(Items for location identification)
■ ■ ■ ■ ■ ■ ■
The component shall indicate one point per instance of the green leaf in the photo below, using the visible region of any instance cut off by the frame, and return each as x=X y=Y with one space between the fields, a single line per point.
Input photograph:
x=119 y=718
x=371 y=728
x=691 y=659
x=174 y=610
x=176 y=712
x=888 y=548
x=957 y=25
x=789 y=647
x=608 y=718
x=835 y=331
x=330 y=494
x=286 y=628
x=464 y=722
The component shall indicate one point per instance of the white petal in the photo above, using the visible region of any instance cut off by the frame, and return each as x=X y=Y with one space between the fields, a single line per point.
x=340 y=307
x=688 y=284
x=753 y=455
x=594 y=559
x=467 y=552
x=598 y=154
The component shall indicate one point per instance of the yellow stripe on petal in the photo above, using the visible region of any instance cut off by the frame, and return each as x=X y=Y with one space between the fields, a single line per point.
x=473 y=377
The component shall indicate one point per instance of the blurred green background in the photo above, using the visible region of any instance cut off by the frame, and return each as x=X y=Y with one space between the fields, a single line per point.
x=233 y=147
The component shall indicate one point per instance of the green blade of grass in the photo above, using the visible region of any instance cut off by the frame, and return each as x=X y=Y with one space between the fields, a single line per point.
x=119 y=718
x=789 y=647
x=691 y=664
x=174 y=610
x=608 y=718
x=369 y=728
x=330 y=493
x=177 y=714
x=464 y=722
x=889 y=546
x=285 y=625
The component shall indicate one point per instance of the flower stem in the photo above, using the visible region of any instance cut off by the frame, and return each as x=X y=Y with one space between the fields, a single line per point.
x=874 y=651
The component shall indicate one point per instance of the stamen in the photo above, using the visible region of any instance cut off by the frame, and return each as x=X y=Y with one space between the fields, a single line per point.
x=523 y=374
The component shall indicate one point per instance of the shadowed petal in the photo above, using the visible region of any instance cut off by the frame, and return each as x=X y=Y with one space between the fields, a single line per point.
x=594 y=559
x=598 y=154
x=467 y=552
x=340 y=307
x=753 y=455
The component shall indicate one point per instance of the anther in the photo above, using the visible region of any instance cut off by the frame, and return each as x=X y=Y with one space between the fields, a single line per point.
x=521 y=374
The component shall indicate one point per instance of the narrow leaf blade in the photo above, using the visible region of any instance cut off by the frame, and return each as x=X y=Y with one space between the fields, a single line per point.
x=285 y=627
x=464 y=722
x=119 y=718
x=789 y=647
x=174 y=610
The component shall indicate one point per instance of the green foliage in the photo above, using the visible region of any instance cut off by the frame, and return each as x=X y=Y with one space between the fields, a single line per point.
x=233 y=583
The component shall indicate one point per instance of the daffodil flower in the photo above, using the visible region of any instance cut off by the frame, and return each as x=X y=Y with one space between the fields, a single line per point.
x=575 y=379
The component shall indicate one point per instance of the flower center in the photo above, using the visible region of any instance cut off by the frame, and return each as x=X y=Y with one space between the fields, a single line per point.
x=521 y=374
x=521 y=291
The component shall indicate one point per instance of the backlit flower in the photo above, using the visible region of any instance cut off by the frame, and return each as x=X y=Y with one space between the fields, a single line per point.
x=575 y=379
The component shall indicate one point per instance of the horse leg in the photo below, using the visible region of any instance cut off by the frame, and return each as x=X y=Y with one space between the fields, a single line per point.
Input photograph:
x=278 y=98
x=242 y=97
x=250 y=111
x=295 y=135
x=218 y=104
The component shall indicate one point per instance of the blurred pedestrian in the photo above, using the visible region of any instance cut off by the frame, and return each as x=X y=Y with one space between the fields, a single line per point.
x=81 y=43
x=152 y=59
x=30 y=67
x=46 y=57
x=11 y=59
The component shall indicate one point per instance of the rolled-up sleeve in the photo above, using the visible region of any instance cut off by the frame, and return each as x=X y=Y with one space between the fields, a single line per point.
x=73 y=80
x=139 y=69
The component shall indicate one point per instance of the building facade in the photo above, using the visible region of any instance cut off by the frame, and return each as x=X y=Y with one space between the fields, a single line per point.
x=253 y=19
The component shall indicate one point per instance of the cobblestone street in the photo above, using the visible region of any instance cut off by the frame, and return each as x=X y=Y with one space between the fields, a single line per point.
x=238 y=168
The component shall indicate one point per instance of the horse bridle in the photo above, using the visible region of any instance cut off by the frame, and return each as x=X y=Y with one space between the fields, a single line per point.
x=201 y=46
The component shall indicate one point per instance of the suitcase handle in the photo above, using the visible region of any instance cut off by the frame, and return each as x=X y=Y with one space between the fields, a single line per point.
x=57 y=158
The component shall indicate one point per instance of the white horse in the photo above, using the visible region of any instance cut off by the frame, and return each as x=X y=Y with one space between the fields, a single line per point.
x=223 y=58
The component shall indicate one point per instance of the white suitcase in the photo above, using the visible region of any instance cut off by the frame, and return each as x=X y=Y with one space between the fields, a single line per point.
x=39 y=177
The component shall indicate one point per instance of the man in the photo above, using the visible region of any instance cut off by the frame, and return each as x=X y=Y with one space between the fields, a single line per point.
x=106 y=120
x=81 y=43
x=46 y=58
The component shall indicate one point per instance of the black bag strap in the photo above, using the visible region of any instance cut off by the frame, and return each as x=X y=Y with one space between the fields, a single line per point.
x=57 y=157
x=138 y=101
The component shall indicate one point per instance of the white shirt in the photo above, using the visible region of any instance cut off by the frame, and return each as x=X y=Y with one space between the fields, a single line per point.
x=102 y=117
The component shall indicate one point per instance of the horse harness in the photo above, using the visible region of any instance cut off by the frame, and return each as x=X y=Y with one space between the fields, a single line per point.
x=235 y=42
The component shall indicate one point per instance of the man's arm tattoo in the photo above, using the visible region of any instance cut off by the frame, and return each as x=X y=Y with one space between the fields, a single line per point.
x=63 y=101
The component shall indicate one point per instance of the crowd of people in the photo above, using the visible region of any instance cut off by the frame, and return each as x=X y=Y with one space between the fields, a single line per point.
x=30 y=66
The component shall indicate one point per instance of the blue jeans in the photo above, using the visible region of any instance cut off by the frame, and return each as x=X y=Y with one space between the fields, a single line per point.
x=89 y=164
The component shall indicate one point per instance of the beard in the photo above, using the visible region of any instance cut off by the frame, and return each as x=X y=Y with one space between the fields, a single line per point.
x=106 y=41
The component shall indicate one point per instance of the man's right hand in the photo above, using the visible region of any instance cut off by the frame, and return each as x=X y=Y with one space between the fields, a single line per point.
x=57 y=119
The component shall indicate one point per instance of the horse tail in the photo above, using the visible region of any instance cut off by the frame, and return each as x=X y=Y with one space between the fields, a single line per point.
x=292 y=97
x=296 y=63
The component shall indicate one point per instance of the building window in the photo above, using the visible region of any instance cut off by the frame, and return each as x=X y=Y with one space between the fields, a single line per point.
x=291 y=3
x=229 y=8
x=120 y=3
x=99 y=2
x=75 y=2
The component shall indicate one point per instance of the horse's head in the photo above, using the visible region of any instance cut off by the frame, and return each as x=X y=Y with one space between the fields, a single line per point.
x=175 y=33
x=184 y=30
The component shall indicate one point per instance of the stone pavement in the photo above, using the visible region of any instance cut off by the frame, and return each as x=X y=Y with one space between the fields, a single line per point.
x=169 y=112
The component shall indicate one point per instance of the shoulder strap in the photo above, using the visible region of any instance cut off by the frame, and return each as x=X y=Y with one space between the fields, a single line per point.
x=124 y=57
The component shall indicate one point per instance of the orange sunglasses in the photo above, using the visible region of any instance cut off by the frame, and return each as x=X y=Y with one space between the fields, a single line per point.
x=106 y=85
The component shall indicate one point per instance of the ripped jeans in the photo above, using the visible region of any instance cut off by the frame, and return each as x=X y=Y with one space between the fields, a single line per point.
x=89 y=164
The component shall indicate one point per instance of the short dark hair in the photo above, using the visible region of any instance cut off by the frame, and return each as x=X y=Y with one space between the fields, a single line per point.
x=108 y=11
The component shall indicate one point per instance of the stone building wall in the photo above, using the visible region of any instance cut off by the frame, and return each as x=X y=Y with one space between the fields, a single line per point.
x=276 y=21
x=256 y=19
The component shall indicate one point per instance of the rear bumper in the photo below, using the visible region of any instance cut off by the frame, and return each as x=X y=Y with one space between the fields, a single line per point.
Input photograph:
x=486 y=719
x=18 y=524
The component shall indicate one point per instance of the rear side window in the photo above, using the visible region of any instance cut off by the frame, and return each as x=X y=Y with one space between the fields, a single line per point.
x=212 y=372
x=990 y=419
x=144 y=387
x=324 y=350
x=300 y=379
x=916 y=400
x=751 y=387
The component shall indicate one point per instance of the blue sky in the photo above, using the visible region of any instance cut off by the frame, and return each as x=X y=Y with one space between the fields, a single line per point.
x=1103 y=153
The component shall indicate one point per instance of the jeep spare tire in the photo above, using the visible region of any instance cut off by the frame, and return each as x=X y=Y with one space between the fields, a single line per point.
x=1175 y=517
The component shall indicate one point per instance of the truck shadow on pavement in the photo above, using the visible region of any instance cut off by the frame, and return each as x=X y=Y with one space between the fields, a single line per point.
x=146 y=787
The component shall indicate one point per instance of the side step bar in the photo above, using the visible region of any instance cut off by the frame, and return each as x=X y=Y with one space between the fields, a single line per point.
■ ■ ■ ■ ■ ■ ■
WORK TO BE COMPLETED: Put everything from the start of the records down to and including the line that contains "x=523 y=374" into a Markdown table with the columns Row and Line, numbering each line and leaving out any blank lines.

ANSWER TO THE EXERCISE:
| Row | Line |
|---|---|
| 1 | The component shall indicate one point per instance of the green leaf in the photo below, using the visible region of any instance cut off by the frame, and return each as x=X y=Y with one space between the fields, a single line per point. |
| 2 | Input photograph: |
| 3 | x=119 y=718 |
| 4 | x=371 y=728 |
| 5 | x=691 y=659 |
| 6 | x=174 y=610 |
| 7 | x=176 y=712 |
| 8 | x=888 y=548 |
| 9 | x=957 y=25 |
| 10 | x=789 y=647 |
| 11 | x=608 y=718 |
| 12 | x=835 y=331 |
| 13 | x=330 y=494 |
| 14 | x=286 y=628 |
| 15 | x=464 y=722 |
| 16 | The component shall indicate one point per instance of the white petal in the photo above, using the visible region of any instance cut off by the frame, and return each as x=X y=Y with one space between the fields, a single line per point. |
| 17 | x=340 y=307 |
| 18 | x=688 y=284 |
| 19 | x=753 y=455 |
| 20 | x=594 y=559 |
| 21 | x=467 y=552 |
| 22 | x=598 y=154 |
| 23 | The component shall indicate one point per instance of the yellow stripe on petal in the photo above, using the visible region of any instance cut off by the frame, and return each as x=X y=Y with one space between the fields, a single line per point. |
| 24 | x=473 y=377 |
| 25 | The component shall indicate one point per instance of the blurred green background in the photo above, using the visible region of any instance cut off by the frame, and return each as x=X y=Y with one space between the fields, a single line per point. |
| 26 | x=233 y=147 |
| 27 | The component shall indicate one point per instance of the green blade of grass in the photo above, using the visible region of any instance cut off by the frame, and return each as x=X y=Y with one space between the fields, a single line per point. |
| 28 | x=119 y=718 |
| 29 | x=789 y=647 |
| 30 | x=691 y=664 |
| 31 | x=174 y=610 |
| 32 | x=608 y=718 |
| 33 | x=369 y=728 |
| 34 | x=330 y=493 |
| 35 | x=177 y=714 |
| 36 | x=464 y=722 |
| 37 | x=889 y=546 |
| 38 | x=285 y=625 |
| 39 | The component shall indicate one point per instance of the flower stem in the photo above, using the visible region of any instance cut off by the frame, and return each as x=X y=Y with one space between the fields, a single line per point. |
| 40 | x=874 y=651 |
| 41 | The component shall indicate one point per instance of the stamen in the photo above, using the visible region of any instance cut off by the frame, and return each as x=X y=Y with one space between the fields, a single line per point. |
| 42 | x=523 y=374 |